(Excerpt provided):

Washington State University Vancouver was established in Southwest Washington in 1989 with great purpose, and dare we say, foresight. The citizens in this region asked for access to higher education and continue to benefit from having a growing university nearby.
A recent study published by the University of Pennsylvania criticizes higher education in the state of Washington. The study found that due to limited resources, the institutions of higher education in our state do not produce enough bachelor’s degrees, forcing employers to hire workers from out of state — and from out of country.
That’s the precise problem WSU Vancouver has been tackling right here in our own community for 23 years. The university’s full-time equivalent enrollment has increased 82 percent from fall 2005 to fall 2011. Nearly 3,200 students are taking classes spring semester. Today there are more than 9,500 WSU Vancouver alumni, 75 percent of whom remain in our community to live, work and raise their families. These alumni are direct contributors to the economic fiber of Southwest Washington.
And we have no intention of stopping.
The state’s economy is one of the most technology-intensive in the nation. The Penn researchers say that by 2018, 67 percent of all jobs in Washington will require workers who have at least some postsecondary education or training. OK, bring it on.
In January WSU Vancouver opened a new Engineering and Computer Science building — thanks in large part to the unwavering support of state and local elected officials and the community at large. The grand opening may be in our rear-view mirror, but the support keeps rolling in. The Clark County High Tech Council, Columbia Credit Union and Tektronix have voted with their dollars. Each has supported research laboratories and programs in the School of Engineering and Computer Science because they understand the need for well-educated, high-tech graduates in our community, and they believe in WSU Vancouver’s ability to fulfill that need. We won’t let you down.
We do not stop with engineers. WSU Vancouver graduates students who serve the largest industry sectors in Portland/Southwest Washington including health and education services and the largest employers, including Evergreen Public Schools and PeaceHealth Southwest Washington Medical Center. We currently offer 18 bachelor’s degrees, nine master’s degrees and two doctoral degrees. Cougar “paw prints” are all over this community.

(Dataset content):
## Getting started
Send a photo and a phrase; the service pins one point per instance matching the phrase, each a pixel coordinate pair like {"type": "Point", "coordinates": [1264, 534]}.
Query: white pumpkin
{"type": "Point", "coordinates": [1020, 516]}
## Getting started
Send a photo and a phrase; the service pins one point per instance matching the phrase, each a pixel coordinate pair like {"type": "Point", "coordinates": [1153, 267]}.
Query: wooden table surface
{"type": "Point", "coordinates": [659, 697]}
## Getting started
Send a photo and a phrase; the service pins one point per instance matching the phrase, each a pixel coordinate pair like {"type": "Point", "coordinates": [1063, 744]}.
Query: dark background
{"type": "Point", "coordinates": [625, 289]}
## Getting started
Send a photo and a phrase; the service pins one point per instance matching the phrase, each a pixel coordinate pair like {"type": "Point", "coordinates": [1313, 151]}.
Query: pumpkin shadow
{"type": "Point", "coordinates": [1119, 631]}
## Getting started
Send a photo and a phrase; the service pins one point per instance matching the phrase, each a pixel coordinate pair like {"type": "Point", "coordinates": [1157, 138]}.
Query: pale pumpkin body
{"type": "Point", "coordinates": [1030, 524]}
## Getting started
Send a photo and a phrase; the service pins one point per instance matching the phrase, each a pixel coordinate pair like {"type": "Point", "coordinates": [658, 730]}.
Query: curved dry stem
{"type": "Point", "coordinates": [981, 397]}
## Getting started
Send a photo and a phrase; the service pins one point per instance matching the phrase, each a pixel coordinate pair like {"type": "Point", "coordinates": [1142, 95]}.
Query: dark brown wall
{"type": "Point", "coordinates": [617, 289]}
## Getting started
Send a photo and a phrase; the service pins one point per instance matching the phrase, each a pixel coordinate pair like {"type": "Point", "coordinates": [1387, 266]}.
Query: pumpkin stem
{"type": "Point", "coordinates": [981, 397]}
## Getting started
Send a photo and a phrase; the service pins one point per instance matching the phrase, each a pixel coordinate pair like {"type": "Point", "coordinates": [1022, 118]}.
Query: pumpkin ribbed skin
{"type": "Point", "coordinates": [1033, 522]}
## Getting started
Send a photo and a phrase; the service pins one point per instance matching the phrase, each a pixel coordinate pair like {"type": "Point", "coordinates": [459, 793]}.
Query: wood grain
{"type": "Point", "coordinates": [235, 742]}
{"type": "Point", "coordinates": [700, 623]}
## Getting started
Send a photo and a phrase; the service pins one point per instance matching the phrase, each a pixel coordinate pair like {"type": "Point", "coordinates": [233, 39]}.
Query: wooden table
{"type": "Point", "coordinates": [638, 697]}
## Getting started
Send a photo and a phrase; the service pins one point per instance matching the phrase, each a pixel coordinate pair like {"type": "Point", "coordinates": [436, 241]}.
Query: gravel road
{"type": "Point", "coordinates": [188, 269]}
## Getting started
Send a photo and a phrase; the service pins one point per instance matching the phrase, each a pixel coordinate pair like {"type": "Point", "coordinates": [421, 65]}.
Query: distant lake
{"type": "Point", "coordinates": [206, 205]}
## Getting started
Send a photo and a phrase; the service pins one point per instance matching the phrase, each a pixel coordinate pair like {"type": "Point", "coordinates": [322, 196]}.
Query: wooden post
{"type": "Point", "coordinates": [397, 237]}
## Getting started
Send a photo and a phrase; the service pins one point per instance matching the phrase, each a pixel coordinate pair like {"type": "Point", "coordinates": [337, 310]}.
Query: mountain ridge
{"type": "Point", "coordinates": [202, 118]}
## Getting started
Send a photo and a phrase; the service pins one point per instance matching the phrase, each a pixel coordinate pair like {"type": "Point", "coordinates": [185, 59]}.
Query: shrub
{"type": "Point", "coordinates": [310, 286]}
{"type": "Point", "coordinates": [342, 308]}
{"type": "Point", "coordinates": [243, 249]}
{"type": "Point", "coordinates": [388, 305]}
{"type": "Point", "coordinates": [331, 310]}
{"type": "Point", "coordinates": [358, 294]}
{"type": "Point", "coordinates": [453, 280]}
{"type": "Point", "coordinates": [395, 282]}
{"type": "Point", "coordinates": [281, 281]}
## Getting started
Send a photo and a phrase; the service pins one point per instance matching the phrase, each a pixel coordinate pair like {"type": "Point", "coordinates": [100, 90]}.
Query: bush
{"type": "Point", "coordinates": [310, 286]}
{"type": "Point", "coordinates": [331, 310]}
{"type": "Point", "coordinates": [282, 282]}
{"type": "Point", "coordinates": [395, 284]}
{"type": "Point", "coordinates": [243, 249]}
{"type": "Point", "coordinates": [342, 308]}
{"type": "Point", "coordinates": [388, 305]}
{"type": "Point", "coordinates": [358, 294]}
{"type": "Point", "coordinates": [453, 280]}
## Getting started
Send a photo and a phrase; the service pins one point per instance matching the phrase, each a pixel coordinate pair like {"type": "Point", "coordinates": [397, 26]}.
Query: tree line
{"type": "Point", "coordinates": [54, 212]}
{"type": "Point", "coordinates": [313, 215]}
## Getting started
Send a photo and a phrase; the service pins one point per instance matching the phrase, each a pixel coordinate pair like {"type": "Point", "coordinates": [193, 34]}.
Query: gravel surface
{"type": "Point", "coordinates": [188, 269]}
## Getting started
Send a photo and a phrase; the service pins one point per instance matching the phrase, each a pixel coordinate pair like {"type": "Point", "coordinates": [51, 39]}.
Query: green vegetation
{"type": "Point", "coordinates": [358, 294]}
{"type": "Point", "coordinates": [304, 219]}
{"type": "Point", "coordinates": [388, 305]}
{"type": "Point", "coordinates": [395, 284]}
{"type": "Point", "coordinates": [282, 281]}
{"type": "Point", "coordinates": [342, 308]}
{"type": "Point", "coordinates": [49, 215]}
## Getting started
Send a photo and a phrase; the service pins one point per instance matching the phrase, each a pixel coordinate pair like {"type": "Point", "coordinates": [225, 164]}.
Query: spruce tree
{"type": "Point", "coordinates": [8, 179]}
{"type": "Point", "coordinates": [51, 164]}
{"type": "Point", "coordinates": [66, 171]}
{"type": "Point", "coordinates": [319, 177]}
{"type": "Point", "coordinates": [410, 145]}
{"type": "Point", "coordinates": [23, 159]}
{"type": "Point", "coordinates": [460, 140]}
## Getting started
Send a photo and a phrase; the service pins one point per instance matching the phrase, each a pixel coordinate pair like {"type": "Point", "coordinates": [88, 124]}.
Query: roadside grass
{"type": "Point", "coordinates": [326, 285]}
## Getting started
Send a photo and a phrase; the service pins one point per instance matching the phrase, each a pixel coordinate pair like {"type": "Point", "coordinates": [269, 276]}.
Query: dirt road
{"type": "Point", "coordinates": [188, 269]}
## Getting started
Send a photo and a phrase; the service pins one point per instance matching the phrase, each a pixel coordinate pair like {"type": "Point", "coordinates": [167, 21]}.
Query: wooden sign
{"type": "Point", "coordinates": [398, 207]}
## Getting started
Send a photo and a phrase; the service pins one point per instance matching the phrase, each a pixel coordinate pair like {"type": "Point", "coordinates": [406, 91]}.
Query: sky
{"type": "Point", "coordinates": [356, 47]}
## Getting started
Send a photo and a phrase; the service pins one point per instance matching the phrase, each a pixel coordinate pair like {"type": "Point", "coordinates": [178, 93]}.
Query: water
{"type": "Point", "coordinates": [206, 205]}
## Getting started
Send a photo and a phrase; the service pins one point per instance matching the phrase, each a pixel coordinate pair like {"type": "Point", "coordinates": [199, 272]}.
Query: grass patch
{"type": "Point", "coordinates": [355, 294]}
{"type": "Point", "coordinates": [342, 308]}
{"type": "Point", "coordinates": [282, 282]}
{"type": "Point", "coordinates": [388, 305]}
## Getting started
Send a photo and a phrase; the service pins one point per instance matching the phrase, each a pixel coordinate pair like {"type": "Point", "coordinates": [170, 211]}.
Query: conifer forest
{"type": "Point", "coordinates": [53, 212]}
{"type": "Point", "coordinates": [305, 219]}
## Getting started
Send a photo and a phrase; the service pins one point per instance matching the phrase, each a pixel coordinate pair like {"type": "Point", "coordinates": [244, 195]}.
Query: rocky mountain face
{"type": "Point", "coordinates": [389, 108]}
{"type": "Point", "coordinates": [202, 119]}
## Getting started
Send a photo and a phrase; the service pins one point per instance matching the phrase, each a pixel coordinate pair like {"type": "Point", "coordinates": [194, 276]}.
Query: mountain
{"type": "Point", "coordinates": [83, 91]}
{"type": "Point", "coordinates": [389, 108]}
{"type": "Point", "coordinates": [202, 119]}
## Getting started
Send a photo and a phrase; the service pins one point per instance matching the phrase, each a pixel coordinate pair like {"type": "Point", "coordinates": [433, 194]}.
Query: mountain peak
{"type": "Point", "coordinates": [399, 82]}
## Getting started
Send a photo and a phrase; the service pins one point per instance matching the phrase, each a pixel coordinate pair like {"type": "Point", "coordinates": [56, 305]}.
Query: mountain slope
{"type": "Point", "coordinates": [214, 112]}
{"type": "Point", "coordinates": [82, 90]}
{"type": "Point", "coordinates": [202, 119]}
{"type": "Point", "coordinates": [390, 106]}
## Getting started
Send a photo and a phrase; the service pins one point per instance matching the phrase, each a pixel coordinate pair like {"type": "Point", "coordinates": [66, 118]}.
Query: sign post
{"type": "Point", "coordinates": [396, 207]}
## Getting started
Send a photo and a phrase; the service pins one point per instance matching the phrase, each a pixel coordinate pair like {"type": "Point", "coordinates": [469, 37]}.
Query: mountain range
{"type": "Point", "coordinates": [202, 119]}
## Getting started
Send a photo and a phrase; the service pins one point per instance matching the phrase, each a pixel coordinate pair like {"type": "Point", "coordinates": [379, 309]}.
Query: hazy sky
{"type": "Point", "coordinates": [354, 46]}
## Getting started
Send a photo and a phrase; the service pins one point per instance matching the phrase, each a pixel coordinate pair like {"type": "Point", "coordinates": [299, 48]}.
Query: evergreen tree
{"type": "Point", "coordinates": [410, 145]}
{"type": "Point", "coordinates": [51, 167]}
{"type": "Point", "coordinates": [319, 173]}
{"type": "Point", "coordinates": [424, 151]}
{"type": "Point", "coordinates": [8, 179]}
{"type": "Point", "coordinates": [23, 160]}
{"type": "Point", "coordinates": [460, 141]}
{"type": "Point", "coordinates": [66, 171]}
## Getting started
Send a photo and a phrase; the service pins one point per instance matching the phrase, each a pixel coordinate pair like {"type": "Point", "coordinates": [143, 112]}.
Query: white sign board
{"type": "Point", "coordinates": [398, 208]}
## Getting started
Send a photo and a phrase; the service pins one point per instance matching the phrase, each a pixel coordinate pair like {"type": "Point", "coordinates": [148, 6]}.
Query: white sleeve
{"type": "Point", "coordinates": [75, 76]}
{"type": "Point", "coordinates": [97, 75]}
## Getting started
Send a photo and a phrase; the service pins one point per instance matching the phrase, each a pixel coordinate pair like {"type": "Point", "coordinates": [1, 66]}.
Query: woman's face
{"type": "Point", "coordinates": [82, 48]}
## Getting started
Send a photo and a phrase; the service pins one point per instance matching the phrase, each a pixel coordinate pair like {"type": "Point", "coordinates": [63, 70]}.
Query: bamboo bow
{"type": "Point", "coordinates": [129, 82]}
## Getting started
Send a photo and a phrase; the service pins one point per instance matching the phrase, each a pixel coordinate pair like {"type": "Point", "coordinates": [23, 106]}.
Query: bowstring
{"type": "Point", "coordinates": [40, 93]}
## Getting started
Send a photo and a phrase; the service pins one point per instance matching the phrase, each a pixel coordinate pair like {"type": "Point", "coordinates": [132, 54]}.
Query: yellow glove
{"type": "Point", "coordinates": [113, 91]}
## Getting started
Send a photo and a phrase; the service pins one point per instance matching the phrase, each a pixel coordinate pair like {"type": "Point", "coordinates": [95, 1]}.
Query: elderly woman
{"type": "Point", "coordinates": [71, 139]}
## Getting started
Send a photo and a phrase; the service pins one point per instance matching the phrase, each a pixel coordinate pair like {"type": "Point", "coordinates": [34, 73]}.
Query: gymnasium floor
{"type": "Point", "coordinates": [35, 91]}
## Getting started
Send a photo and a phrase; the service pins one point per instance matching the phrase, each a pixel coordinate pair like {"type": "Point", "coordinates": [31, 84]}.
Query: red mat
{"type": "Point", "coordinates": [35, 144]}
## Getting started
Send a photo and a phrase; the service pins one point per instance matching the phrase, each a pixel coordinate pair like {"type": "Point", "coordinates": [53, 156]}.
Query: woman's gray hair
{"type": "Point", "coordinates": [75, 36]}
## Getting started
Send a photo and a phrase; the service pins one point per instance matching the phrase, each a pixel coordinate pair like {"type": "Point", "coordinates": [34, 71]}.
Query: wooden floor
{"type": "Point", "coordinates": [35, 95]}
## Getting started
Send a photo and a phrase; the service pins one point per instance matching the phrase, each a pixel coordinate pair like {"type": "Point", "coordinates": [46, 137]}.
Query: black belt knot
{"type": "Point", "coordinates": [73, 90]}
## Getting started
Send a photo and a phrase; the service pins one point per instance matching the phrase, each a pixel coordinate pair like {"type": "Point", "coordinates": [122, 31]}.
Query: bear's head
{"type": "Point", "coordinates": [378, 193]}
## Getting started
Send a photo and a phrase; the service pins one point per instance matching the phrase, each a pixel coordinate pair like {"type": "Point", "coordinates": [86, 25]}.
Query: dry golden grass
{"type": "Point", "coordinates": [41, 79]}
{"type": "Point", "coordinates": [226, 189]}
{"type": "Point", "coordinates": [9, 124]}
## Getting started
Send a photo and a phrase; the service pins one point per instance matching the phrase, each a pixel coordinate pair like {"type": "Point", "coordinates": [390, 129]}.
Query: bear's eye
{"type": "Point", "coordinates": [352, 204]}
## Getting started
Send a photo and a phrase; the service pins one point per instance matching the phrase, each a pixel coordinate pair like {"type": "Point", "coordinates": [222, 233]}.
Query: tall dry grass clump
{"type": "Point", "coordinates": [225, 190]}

(List of tasks):
1. Write out the passage in the WSU Vancouver piece that begins with the words containing "That’s the precise" and ends with "intention of stopping.", word for word.
2. Carry on the WSU Vancouver piece, picking up right after its last sentence.

(Task results):
1.
That’s the precise problem WSU Vancouver has been tackling right here in our own community for 23 years. The university’s full-time equivalent enrollment has increased 82 percent from fall 2005 to fall 2011. Nearly 3,200 students are taking classes spring semester. Today there are more than 9,500 WSU Vancouver alumni, 75 percent of whom remain in our community to live, work and raise their families. These alumni are direct contributors to the economic fiber of Southwest Washington.
And we have no intention of stopping.

2.
If we had one wish it would be that you embrace the benefits of living near a university. WSU Vancouver offers a huge assortment of services to this community. On Jan. 22 WSU Vancouver hosted College Goal Sunday. This national program offers students interested in any form of postsecondary education an opportunity to come to campus and get free help from financial aid experts in filling out the Free Application for Federal Student Aid. The FAFSA is the gateway to accessing financial aid resources such as federal and state grants, school loans and scholarships. Our event is not only the largest in the state, it is also the only College Goal Sunday event offered in three languages — English, Russian and Spanish.
The issues raised by the University of Pennsylvania study are real ones. We need more higher education access and capacity. We need to produce more of the engineering and high-tech graduates that Tektronix, Boeing and other high-tech companies in our community and in our state need to thrive.
WSU Vancouver is the only four-year, public research institution in Southwest Washington and we are committed to expanding regional access to baccalaureate- and master’s-level degrees. We look forward to being a key partner in solving this problem for our community and beyond.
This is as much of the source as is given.